** CONSIGNE 1 **
D'après la lettre à monseigneur, que la nièce veut-elle qu'on fasse de la terre d'Assai ?
** CONSIGNE 2 **
Poursuivez la lettre à monseigneur en reprenant après sa dernière phrase.

** TEXTE FOURNI **
++++++++++++++++++++
Vous avez peut-être reçu, monseigneur, une grande ennuyeuse lettre[3] de moi, où j’avais l’honneur de vous parler de ce pauvre diable. Je vous importunais encore d’une certaine terre d’Assai qui est dans votre censive, et pour laquelle il y a un procès que vous pourriez, dit-on, avoir la bonté de terminer un jour par un doux accord. Ma nièce veut qu’on vende cette terre. Hélas ! très-volontiers. Vous êtes mon seigneur suzerain, et vous ferez de moi tout ce que vous voudrez. Elle prétend aussi que vous ne voulez pas qu’Aurélie soit traitée en petite fille, et que Catilina et Céthégus la renvoient faire de la tapisserie, au premier acte. Vous la voulez plus nécessaire, plus résolue, plus respectée dans la maison. Je suis entièrement de votre avis. Les trois premiers actes sont absolument changés et envoyés. Je ne veux pas en avoir le démenti. Ce petit triomphe, si c’en est un, sera amusant. Nous vous fournirons d’autres batelages pour votre année.
++++++++++++++++++++
** DONNÉES ENREGISTRÉES **
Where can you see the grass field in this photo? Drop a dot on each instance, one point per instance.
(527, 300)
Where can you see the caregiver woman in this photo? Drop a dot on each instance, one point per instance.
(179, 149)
++++++++++++++++++++
** RÉPONSE ATTENDUE 1 **
Elle veut qu'on vende cette terre.

** RÉPONSE ATTENDUE 2 **
En attendant, je vous prie, à vos heures perdues, de parcourir ce que ma nièce doit avoir l’honneur de vous confier du Siècle de Louis XIV. J’aurais bien voulu en raisonner avec vous à Richelieu ; mais on ne peut pas être partout. Il y a plus d’un ciel dans ce monde. Celui de Potsdam me plaît toujours beaucoup, sans me faire oublier le vôtre. La société est douce et délicieuse. Ma machine va fort mal, mais mon âme va bien, elle est tranquille ; et cette âme est toute à vous. Je serais bien fâché qu’elle quittât mon corps sans vous avoir fait sa cour. De près ou de loin, sain ou malade, philosophe ou faible, je vous suis bien tendrement dévoué jusqu’au dernier moment de ma drôle de vie.

Adieu, monseigneur ; daignez m’aimer toujours un peu, et vous souvenir un peu de votre ancien serviteur, dans le chien de tourbillon où vous êtes. Jouissez, digérez tout le plus longtemps qu’il est possible, et goûtez ce songe de la vie.

  1. Le 11 novembre.
  2. Voyez tome XV, page 224.
  3. Elle est restée inconnue.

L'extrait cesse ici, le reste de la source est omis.